WORKING DATA:
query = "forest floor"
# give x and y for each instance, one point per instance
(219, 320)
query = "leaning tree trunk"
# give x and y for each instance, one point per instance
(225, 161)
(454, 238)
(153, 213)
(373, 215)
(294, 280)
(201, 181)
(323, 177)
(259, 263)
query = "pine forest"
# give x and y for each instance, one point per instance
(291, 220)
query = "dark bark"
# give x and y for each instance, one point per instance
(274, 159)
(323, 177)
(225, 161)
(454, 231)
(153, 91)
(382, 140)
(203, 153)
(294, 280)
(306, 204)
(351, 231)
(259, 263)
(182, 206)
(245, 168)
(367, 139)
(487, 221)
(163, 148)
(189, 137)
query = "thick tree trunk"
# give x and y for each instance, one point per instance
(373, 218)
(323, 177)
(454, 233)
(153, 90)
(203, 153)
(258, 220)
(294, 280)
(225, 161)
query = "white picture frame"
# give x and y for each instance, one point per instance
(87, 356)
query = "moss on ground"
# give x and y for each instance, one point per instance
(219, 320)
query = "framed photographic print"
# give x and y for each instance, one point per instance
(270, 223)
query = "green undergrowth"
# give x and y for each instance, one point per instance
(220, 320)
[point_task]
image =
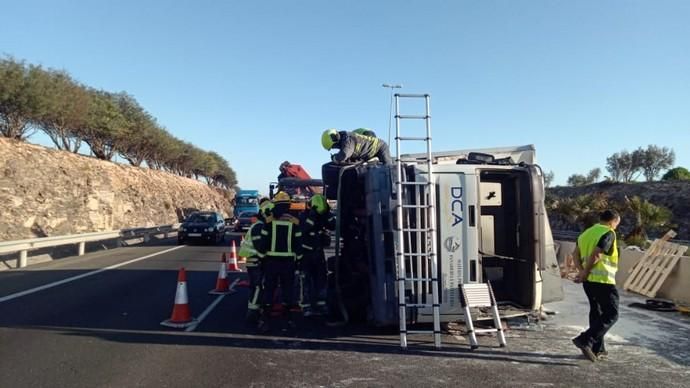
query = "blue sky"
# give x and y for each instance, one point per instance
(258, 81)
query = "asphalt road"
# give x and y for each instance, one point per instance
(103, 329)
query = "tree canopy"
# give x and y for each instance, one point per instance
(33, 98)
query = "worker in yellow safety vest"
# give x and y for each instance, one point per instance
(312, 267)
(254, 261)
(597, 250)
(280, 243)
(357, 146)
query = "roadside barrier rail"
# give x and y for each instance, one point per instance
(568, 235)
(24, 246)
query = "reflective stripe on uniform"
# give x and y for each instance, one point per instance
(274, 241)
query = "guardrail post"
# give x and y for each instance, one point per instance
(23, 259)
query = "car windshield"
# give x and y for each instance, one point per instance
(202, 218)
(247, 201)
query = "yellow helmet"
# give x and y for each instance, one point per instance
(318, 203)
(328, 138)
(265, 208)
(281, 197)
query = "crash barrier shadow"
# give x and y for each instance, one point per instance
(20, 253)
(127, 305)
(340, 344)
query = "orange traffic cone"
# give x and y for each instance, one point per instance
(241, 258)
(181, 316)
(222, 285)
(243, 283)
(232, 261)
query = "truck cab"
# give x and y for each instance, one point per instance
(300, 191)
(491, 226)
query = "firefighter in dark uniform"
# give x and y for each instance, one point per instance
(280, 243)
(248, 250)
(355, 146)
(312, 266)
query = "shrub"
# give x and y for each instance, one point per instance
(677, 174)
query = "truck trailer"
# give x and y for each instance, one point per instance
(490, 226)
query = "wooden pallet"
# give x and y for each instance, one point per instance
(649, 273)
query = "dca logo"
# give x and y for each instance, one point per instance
* * *
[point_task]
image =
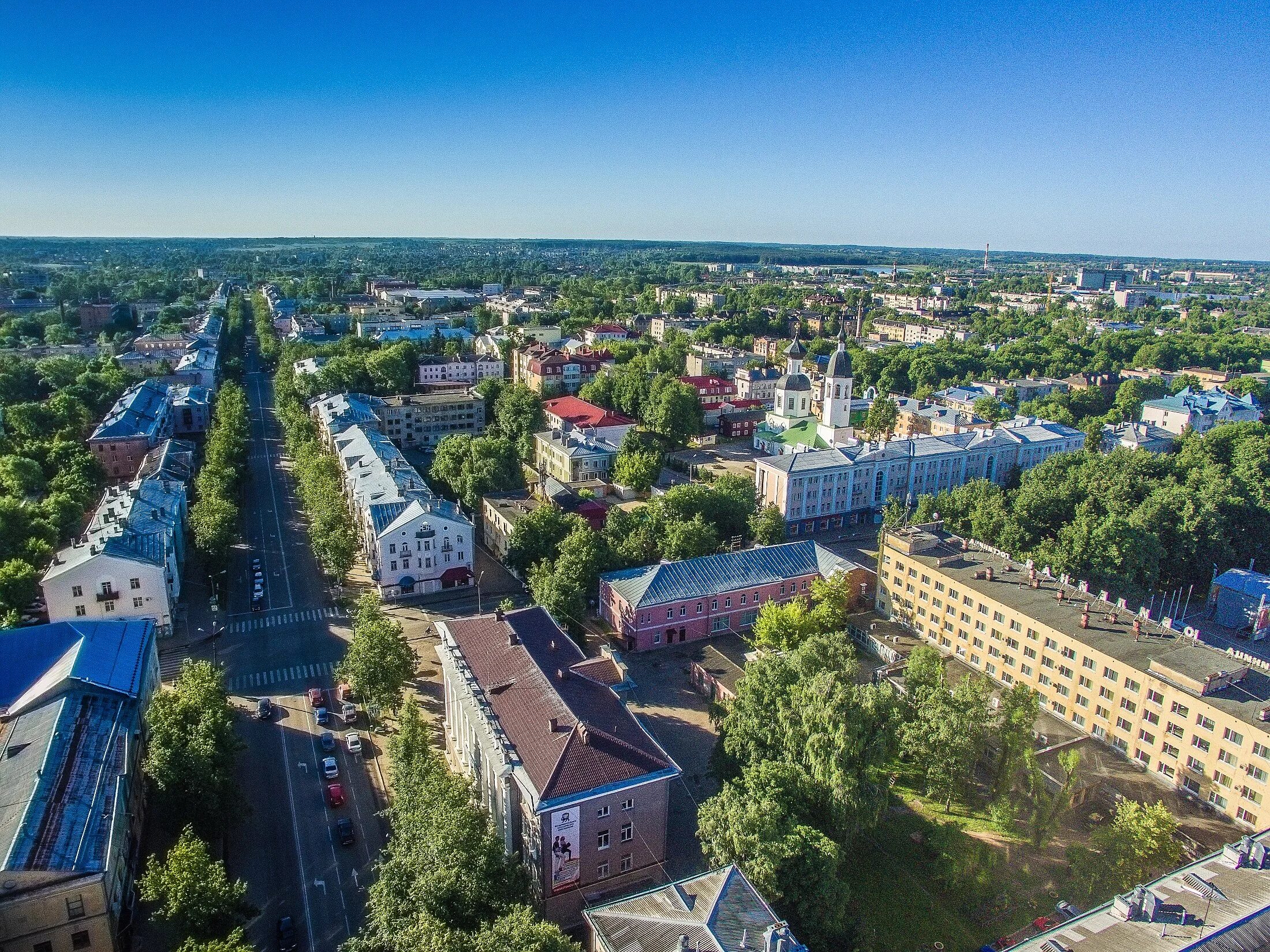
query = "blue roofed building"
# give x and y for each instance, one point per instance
---
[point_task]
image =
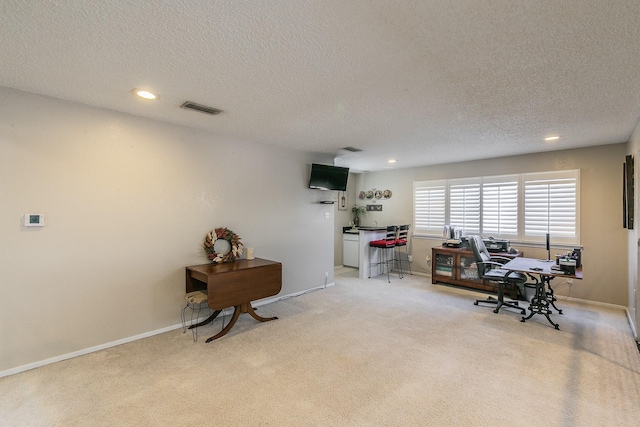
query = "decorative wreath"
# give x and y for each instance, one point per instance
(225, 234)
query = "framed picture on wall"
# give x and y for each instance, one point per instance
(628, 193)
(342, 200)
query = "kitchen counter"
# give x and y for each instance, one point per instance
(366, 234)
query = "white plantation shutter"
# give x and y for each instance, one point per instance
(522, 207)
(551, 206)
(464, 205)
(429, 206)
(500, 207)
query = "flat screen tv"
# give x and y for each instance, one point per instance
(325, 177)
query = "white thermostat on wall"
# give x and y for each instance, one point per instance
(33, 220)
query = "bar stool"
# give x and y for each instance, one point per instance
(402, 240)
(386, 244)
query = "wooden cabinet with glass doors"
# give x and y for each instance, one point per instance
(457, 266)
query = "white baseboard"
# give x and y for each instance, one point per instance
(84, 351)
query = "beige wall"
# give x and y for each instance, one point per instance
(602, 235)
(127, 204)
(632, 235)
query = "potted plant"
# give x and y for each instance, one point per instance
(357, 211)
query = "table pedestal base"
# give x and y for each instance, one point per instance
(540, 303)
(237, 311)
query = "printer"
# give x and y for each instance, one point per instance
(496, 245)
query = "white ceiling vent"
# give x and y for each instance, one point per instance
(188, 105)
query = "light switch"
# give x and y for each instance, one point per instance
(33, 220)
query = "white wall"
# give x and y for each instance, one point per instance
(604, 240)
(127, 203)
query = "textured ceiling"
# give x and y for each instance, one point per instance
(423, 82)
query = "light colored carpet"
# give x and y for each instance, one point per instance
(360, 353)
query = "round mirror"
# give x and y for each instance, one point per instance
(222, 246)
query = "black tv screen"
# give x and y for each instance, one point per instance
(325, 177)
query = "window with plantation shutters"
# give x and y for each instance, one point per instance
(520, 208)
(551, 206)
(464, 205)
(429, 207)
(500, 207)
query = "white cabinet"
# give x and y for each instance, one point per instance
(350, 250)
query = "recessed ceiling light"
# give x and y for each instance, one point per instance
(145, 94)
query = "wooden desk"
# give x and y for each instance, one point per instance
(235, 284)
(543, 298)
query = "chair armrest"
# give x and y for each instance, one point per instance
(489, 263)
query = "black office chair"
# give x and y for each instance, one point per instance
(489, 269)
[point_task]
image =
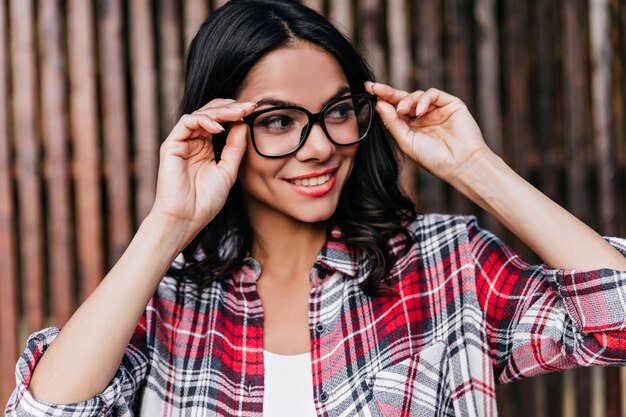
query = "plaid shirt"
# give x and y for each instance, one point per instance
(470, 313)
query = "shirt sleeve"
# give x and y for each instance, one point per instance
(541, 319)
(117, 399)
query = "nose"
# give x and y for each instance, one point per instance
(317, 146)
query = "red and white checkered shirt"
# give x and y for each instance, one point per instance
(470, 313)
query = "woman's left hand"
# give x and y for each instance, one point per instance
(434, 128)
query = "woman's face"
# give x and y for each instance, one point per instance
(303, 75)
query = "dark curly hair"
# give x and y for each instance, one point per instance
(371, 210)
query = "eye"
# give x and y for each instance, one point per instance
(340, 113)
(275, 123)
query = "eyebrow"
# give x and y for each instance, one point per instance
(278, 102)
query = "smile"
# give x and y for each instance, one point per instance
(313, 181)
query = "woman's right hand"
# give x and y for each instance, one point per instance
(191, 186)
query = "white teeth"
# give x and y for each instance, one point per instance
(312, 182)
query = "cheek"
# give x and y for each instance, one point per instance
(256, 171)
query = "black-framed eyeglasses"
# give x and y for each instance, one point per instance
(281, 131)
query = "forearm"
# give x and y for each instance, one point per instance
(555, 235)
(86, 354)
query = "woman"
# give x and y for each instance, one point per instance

WHAT THE EXERCISE ASKS: Look through the data and show every line containing "with".

RESULT OF THIS TASK:
query = "wooden cabinet with glass doors"
query = "window with plantation shutters"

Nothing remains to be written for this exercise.